--- Begin Dataset rows ---

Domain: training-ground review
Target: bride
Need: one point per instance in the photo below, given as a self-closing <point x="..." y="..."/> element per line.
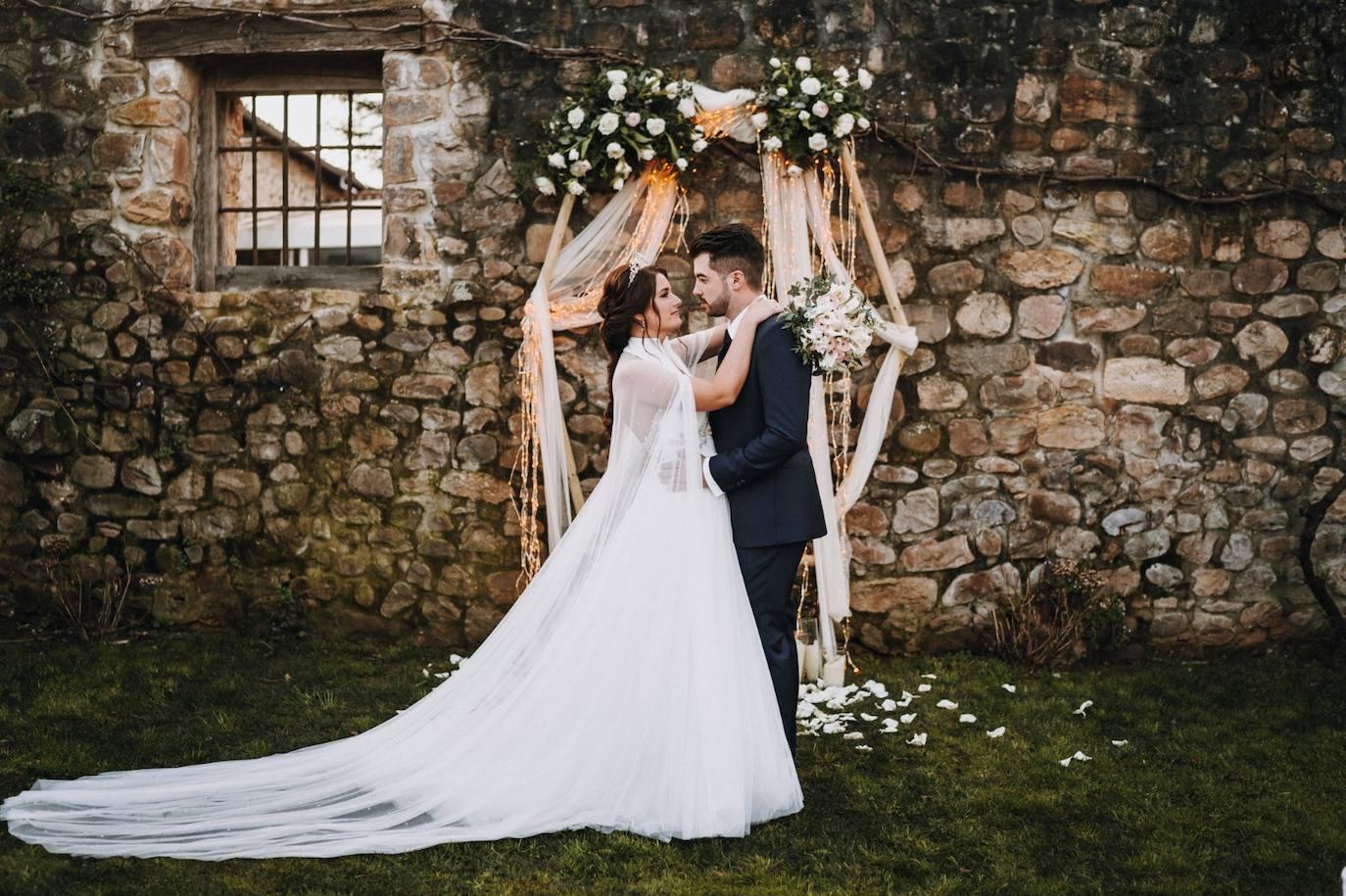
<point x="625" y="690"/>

--- End Dataset rows ---
--- Begin Dataset rows ---

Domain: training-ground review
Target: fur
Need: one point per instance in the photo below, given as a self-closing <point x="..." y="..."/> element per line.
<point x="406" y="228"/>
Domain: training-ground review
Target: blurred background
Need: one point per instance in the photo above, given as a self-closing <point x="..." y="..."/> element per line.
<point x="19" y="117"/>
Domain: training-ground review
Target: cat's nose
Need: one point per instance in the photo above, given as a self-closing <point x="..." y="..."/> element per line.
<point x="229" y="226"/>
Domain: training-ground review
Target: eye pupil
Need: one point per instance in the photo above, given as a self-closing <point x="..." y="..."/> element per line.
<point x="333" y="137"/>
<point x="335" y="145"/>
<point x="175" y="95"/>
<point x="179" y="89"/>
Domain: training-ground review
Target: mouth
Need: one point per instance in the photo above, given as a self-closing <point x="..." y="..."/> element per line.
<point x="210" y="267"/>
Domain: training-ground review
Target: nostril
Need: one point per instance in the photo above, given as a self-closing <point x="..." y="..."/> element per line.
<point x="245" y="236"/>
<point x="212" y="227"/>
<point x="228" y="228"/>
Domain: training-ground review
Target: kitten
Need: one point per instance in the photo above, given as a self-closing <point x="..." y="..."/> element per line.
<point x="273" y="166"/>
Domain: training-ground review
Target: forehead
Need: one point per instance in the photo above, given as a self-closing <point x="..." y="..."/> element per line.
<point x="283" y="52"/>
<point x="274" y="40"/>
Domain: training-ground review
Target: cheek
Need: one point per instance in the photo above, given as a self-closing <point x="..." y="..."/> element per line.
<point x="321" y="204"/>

--- End Dataset rows ---
--- Begin Dataset rows ---

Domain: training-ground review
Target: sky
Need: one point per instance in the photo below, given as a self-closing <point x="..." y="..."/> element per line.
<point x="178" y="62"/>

--- End Dataset rows ---

Requirement: Pull out every line in the records above that contains the string "Target", treating uppercase and lowercase as different.

Output for this task:
Target: bride
Target: fur
Target: blurred background
Target: cat's nose
Target: eye pupil
Target: mouth
Target: nostril
Target: kitten
Target: forehead
Target: cheek
Target: sky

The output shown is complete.